**QUOTED TEXT:**
____

Mass Communication Research
Descriptive Statistics Lab 2
Measures of Central Tendency and Dispersion,
Recoding Missing Data

INDEX SYLLABUS SCHEDULE e-MEDIA COMM-STOP

To begin this lab, download the Fall 300 data set (NOV300.SAV - 452 cases) from the assignments page of CourseInfo. If you don't remember how to download, you can examine last week's lab to refresh your memory. You'll also need to open the codesheet from the Fall 2000 survey in a separate browser window to see the actual questions asked.

We have discussed why you do research, and some types of research in print and broadcast media. We've also discussed downloading SPSS data files from CourseInfo, running frequencies and recoding data to collapse percentage categories.

Today we'll further examine descriptive statistics to organize and interpret data that has been collected. We'll focus on measures of central tendency (i.e. mean, median, mode), measures of dispersion (i.e. standard deviation, variance, and range), and handling missing data.

Description of Sample

The first thing we want to do is to determine what our sample looks like. Let's look at the gender of those participating in the survey (Q28), the GPA of the sample (Q25), and how they rate their overall experience at UT (Q2). That should give us a general idea about the respondents.

Descriptive Stats — Descriptives

There are two ways that SPSS will provide descriptive statistics. The first is to go under Analyze, then Descriptive Statistics and then Descriptives. You should see a display like the one in the figure below.

When you open this window, you should see a display that looks like the one below.

Getting descriptive statistics this way does not allow for us to get a frequency table, median or a mode, but it can provide some useful data. Send the three variables you want to analyze over to the right-hand column. You do this highlighted the variable names in the left-hand column and click on the arrow between the two columns. Then click "options." You will see a window something like the one below.

Click on the boxes for the mean, standard deviation, range, minimum and maximum. Make to unclick the other boxes if they're marked. Then click on "continue." That will bring you back the previous window. After you click on "OK" there, you should see output like that shown below.

____

**INFORMATION SUPPLIED:**
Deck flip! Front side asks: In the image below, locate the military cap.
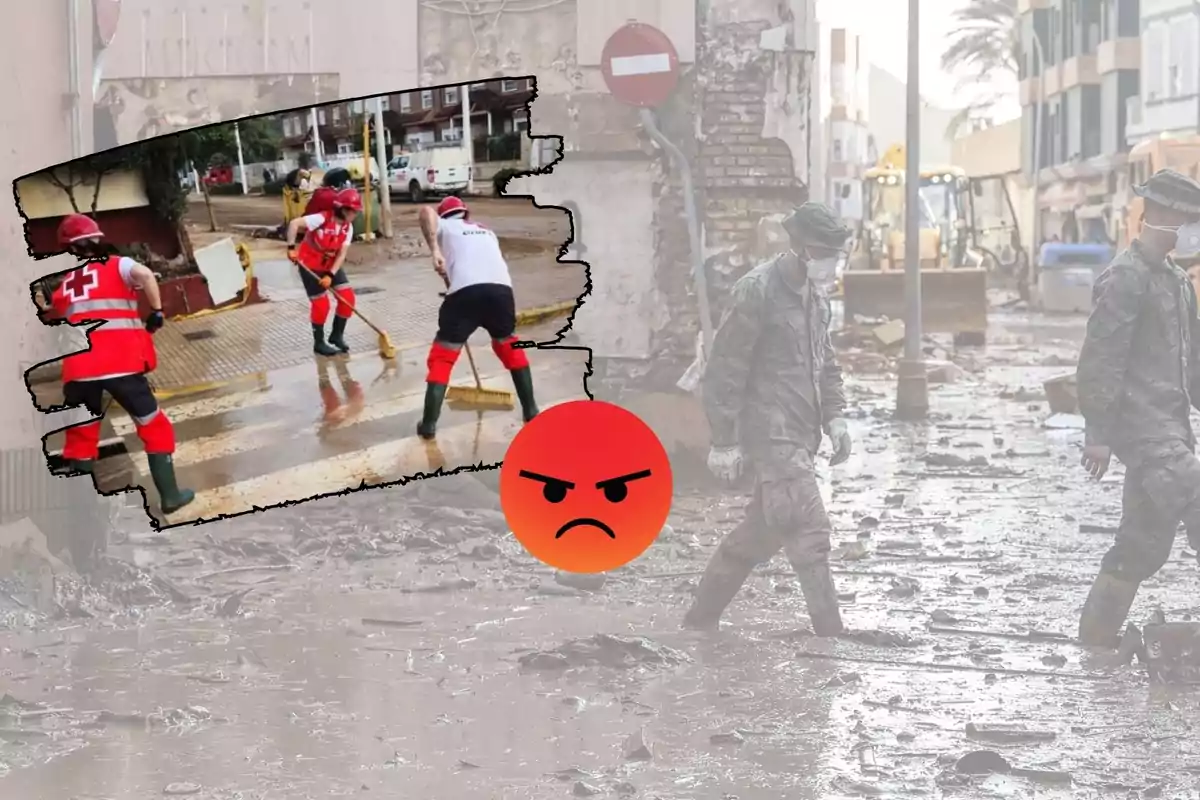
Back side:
[1133,169,1200,217]
[782,201,854,249]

____

**PROBLEM DETAILS:** Write the next part of the SPSS descriptive statistics lab above, starting after its last sentence.

**FINAL ANSWER:**
Descriptive Statistics

N Range Minimum Maximum Mean Std. Deviation
q28 Gender 452 1.00 1.00 2.00 1.4912 .5005
q25 GPA 452 99.00 .00 99.00 19.9072 36.4455
q2 rate overall experience 452 4.00 1.00 5.00 2.4137 .7617
Valid N (listwise) 452




Notice first that we have 452 cases for each requested variable. The second column, range, gives the range of possible answers. The row that says "Valid cases listwise" indicates the number of valid cases for the variable that has the lowest number of them.

From this data we can possibly infer the level of measurement for the variables. Notice the range for gender is 1.00, indicating that is probably is a dichotomous variable. Of course, had we decided to code gender "1" for males and "6," the range would have been "5," but it's unlikely that we'd code things that way.

What's the level of measurement for these variables? We would have to turn to the codesheet to see the question wording and coding to be sure. However, the range for the GPA variable (99.00) indicates we may have to recode missing data since 99 is the code for "don't know/no answer".

Now let's look at the means., which you'll remember is the sum of the scores divided by the number of scores. To understand what the average signifies, we'll need to refer to the questions in the codesheet: for gender, 1=male and 2=female; for rating overall experience, 1=excellent, 2=very good, 3=good, 4=poor, 5=very poor and 6=don't know/no answer, which we code as 99 (what's the level of measurement for this variable?); and for GPA, any answer is accepted (what's the level of measurement for this variable?).

The mean gives us the average of the scores. Note for gender, the mean=1.49. (NOTICE: I rounded to the second significant digit). What does this tell us? Actually nothing. It's basically saying the mean is one and a half persons. This is just one example of why the mean is useless for nominal data. The correct measure of central tendency for nominal data is the mode.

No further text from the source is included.